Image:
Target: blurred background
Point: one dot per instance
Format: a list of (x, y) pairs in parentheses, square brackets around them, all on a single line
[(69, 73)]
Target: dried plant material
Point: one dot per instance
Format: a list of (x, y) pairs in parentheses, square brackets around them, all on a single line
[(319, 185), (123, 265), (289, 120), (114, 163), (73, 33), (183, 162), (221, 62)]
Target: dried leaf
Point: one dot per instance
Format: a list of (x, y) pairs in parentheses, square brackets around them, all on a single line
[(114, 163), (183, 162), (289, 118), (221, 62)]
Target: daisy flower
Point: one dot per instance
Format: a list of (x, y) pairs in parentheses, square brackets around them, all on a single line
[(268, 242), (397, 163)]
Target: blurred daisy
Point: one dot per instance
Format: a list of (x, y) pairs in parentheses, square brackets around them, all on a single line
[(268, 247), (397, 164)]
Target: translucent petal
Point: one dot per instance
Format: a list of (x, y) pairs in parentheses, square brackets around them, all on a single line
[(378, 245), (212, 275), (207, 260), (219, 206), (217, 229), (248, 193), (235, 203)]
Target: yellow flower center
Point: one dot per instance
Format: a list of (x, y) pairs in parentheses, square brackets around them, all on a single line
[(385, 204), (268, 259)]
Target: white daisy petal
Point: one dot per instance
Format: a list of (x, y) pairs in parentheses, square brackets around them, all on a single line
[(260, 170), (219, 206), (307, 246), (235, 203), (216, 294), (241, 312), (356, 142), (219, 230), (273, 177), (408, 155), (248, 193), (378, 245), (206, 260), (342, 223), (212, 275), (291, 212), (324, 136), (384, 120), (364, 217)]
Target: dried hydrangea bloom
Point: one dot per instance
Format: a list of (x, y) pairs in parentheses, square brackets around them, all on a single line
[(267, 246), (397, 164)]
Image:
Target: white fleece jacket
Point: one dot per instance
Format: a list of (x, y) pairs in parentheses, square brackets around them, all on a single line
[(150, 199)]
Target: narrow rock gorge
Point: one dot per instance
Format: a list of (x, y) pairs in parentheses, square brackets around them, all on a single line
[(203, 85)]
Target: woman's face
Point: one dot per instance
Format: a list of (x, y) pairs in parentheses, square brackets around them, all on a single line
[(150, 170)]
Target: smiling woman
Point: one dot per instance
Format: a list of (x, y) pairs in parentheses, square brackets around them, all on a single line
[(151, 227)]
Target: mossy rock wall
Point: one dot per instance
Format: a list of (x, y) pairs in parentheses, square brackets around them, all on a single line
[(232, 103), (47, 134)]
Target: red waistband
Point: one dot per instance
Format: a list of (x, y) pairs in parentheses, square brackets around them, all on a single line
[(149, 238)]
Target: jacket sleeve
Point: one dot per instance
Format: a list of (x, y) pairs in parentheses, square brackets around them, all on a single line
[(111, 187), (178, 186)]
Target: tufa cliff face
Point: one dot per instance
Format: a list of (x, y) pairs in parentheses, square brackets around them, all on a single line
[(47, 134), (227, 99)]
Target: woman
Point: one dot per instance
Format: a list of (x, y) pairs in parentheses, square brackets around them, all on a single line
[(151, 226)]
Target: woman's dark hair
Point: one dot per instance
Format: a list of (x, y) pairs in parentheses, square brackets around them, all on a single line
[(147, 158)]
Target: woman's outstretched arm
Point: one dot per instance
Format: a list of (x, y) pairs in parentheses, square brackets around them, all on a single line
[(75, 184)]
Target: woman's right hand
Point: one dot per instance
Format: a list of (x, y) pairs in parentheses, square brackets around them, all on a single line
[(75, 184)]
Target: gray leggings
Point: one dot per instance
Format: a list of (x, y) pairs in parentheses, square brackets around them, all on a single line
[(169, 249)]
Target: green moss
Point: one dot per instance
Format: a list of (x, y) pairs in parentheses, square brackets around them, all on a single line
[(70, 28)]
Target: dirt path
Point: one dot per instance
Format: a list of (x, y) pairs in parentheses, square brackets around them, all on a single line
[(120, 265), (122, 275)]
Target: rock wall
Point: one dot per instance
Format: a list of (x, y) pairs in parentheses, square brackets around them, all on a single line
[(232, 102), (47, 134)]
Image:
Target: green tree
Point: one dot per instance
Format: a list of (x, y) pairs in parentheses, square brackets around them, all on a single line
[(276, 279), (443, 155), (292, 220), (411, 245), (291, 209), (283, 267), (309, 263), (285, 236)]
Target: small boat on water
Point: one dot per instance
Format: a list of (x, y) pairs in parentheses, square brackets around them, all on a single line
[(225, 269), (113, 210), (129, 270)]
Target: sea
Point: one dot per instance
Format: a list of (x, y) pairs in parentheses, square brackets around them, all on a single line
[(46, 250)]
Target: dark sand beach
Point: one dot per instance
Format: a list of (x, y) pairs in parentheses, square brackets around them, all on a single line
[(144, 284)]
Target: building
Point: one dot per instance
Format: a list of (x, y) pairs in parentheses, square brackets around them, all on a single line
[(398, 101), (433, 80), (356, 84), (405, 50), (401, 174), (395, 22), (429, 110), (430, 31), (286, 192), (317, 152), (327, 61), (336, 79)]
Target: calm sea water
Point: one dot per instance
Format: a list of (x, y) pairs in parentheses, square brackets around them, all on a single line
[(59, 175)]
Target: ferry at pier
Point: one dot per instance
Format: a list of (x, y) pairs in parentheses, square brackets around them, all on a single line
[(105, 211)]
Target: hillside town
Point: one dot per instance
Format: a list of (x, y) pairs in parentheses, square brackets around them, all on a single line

=====

Each entry above needs to be retyped exactly.

Image:
Target: blurred background
Point: one dot per instance
Format: a list of (x, y) pairs in parentheses, square brackets around them, all on a single line
[(69, 73)]
Target: dried plant material
Point: one dot per instance
Format: a list of (x, y) pairs in parentheses, square brackets around them, all on a single line
[(319, 185), (123, 265), (289, 120), (114, 163), (73, 33), (183, 162), (221, 62)]
Target: dried leaf
Point: one dot per instance
Format: a list of (x, y) pairs in parentheses, square brackets around them, all on a single line
[(114, 163), (183, 162), (289, 118), (221, 62)]
Target: daisy flower
Point: one dot per instance
Format: a list of (x, y) pairs in parentheses, square brackets around them, all on a single line
[(268, 242), (397, 163)]
Target: blurred daisy
Point: one dot per instance
Format: a list of (x, y) pairs in parentheses, square brackets around them, all on a single line
[(268, 247), (397, 164)]
Target: translucent petal
Point: one dot per instance
Format: a list of (x, y) pairs in parentheses, square brackets around them, all on a single line
[(378, 245), (212, 275), (207, 260), (219, 206), (217, 229), (248, 193), (235, 203)]
Target: yellow flower center
Point: one dot per instance
Format: a list of (x, y) pairs in parentheses, square brackets around them, all on a single line
[(385, 204), (268, 259)]
Target: white daisy petal
Point: one dot per instance
Format: a list of (x, y) pairs in parentheses, square brackets around them, all on a single line
[(260, 170), (219, 206), (307, 246), (235, 203), (216, 294), (241, 312), (356, 142), (219, 230), (273, 177), (408, 155), (248, 193), (378, 245), (206, 260), (342, 223), (212, 275), (291, 212), (324, 136), (384, 120), (364, 217)]
Target: dried hydrangea bloom
Point: one dot per instance
Format: a list of (x, y) pairs in parentheses, square brackets around them, all on a single line
[(267, 246), (397, 164)]
Image:
Target: white fleece jacket
Point: one dot per instance
Format: a list of (x, y) pairs in parentheses, square brackets around them, all on a single line
[(150, 199)]
Target: narrow rock gorge
Point: one dot per instance
Format: a list of (x, y) pairs in parentheses, square brackets around them, all on a single line
[(203, 85)]
Target: woman's face
Point: one dot per instance
Format: a list of (x, y) pairs in parentheses, square brackets around them, all on a single line
[(150, 170)]
Target: smiling woman
Point: one dot per instance
Format: a list of (x, y) pairs in parentheses, square brackets around them, all on a single line
[(151, 227)]
Target: mossy rock wall
Point: one dot per instance
Format: a list of (x, y) pairs in parentheses, square brackets around them, all on a single line
[(232, 103), (47, 134)]
Target: red waistband
Point: one dot per instance
Format: a list of (x, y) pairs in parentheses, square brackets around them, all on a single line
[(149, 238)]
Target: jacket sleeve
Point: one dot per instance
Format: a list of (x, y) pairs in parentheses, square brackets around them, all on a single line
[(111, 187), (178, 186)]
Target: tufa cliff face
Point: one dot per instance
Format: a list of (x, y) pairs in parentheses, square brackets around them, all on a single line
[(47, 134), (227, 99)]
Target: woman
Point: one dot per instance
Format: a list of (x, y) pairs in parentheses, square brackets around them, all on a single line
[(151, 226)]
Target: woman's dark hair
Point: one dot per instance
Format: a list of (x, y) pairs in parentheses, square brackets around them, all on a single line
[(147, 158)]
Target: woman's outstretched arm
Point: one dot per instance
Format: a list of (x, y) pairs in parentheses, square brackets around them, all on a single line
[(75, 184)]
Target: woman's right hand
Point: one dot per instance
Format: a list of (x, y) pairs in parentheses, square brackets around them, all on a single line
[(75, 184)]
Target: gray leggings
Point: one dot per instance
Format: a list of (x, y) pairs in parentheses, square brackets around them, all on a single line
[(169, 249)]
Target: green moss
Point: one dot per instance
Format: a list of (x, y) pairs in parentheses, square brackets around them, all on a single line
[(70, 28)]
Target: dirt path
Point: one dot per instance
Format: a list of (x, y) pairs in parentheses, square brackets around them, all on a single line
[(120, 265), (122, 275)]
Target: rock wall
Point: one dot per instance
Format: a list of (x, y) pairs in parentheses, square brackets around them, all on a single line
[(232, 102), (47, 134)]
Image:
Target: green tree
Point: one dot per instance
Format: a list of (x, y) pairs in parentheses, square brackets around them, all on a single line
[(276, 279), (443, 155), (292, 220), (411, 245), (291, 209), (283, 267), (309, 263), (285, 236)]
Target: small boat on water
Point: one dot per instance
Format: a list of (x, y) pairs in parentheses, square brackets around them, all on a single line
[(225, 269), (113, 210), (129, 270)]
Target: sea
Point: one dot per instance
Format: a list of (x, y) pairs in parentheses, square brackets around them, all on a single line
[(46, 250)]
Target: dark sand beach
Point: one dot per instance
Format: a list of (x, y) pairs in parentheses, square brackets around them, all on a single line
[(144, 284)]
Target: building
Point: one dot per instance
Format: a list of (x, y) pairs in parentheses, square brackets around them, all on a single line
[(398, 101), (433, 80), (356, 84), (405, 50), (401, 174), (395, 22), (429, 110), (430, 31), (286, 192), (317, 152), (327, 61), (336, 79)]
Target: calm sea water
Point: one dot per instance
Format: a list of (x, y) pairs in parentheses, square brackets around them, all on a single line
[(59, 175)]
Target: ferry at pier
Point: one dot per instance
Format: a list of (x, y) pairs in parentheses, square brackets around them, all on a single line
[(105, 211)]
Target: hillside town
Point: one dot per instance
Format: a list of (x, y) pairs in parentheses, square brackets around them, all on a single line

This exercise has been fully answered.